* Your goal *
Count the lines in the items below that contain the word "tree". Reply with the number alone.

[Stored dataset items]

--

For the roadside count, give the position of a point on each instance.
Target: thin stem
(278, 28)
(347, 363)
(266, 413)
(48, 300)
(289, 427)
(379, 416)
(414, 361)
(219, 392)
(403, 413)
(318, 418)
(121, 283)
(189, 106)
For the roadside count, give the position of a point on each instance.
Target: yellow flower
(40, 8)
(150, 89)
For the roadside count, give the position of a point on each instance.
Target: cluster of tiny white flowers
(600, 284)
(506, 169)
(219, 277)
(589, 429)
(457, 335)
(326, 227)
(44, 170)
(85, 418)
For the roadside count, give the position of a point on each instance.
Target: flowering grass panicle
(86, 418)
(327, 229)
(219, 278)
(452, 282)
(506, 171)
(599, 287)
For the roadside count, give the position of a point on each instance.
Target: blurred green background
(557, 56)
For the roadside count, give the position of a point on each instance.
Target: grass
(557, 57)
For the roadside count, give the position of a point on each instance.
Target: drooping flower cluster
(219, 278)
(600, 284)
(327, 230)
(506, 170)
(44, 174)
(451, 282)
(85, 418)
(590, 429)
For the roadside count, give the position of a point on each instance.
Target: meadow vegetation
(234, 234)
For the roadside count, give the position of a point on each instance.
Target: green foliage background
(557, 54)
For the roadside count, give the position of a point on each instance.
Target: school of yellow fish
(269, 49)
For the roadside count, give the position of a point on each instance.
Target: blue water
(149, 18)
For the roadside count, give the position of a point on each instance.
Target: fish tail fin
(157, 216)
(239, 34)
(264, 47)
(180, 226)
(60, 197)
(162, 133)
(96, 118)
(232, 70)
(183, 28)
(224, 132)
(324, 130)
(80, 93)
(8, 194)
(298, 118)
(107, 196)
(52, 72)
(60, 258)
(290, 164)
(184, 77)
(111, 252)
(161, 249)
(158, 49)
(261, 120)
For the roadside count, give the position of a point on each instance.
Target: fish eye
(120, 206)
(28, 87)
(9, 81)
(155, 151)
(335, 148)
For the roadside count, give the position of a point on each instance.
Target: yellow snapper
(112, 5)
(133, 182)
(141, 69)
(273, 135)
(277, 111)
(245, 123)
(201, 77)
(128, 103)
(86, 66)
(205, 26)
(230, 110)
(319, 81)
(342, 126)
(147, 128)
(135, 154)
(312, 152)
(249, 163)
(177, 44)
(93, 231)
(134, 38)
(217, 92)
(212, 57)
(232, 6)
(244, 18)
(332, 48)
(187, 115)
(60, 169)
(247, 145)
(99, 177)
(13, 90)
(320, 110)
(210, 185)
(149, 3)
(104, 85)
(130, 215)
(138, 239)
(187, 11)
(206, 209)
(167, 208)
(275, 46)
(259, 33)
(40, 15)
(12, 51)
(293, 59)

--

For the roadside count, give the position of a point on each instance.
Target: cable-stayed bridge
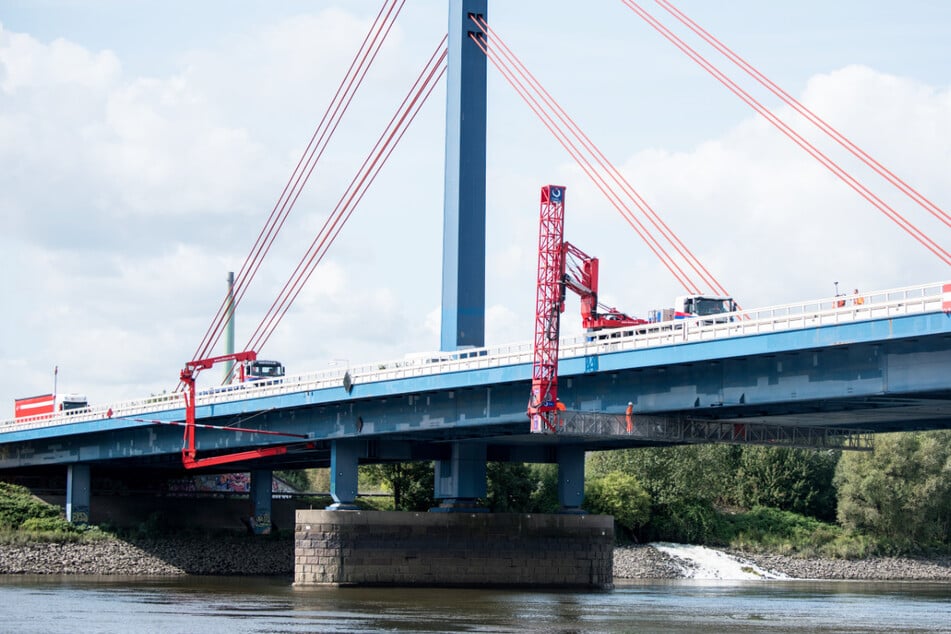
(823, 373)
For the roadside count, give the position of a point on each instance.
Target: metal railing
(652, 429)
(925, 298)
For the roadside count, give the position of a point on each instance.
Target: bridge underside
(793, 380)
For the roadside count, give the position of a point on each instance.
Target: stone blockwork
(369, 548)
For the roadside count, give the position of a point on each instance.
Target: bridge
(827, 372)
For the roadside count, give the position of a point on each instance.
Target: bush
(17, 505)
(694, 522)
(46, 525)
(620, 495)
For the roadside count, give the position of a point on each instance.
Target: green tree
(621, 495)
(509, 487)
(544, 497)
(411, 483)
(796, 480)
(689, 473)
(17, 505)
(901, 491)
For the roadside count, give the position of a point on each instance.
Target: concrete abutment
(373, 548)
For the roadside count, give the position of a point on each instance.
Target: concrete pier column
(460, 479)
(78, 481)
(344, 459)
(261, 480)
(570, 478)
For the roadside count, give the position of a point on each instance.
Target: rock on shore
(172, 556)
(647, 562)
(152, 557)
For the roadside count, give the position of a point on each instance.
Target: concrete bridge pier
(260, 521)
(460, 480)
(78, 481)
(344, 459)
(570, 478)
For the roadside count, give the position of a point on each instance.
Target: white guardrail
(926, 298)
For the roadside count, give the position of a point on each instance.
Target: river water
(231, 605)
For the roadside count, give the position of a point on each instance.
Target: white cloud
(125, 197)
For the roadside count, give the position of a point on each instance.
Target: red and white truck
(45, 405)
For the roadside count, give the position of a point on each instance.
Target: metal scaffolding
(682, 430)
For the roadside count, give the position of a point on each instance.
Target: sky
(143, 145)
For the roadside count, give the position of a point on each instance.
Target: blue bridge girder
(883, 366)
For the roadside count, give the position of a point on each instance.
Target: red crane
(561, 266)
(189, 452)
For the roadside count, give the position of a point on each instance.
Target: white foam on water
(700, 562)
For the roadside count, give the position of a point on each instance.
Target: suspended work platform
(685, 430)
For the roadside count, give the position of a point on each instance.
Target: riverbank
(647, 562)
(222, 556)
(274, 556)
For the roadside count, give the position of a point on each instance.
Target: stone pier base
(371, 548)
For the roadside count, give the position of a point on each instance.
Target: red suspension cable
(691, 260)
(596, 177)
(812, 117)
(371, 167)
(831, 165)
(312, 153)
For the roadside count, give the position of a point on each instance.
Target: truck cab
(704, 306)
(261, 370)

--

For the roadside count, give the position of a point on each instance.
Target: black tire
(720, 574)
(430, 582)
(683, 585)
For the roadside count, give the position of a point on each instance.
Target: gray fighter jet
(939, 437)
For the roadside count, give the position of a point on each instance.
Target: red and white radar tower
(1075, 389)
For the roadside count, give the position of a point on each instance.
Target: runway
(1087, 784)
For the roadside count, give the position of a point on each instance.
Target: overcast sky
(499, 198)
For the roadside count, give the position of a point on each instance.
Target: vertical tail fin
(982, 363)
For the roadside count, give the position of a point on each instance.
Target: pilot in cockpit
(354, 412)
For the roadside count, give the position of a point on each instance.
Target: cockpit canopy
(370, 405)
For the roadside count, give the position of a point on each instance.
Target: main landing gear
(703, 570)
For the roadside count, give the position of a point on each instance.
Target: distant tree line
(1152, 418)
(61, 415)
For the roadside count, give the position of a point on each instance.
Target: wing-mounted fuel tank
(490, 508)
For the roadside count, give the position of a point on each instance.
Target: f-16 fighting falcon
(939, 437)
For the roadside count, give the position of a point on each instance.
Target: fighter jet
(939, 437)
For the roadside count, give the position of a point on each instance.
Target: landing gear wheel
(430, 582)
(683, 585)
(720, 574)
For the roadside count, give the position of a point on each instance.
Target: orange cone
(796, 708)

--

* Task output *
2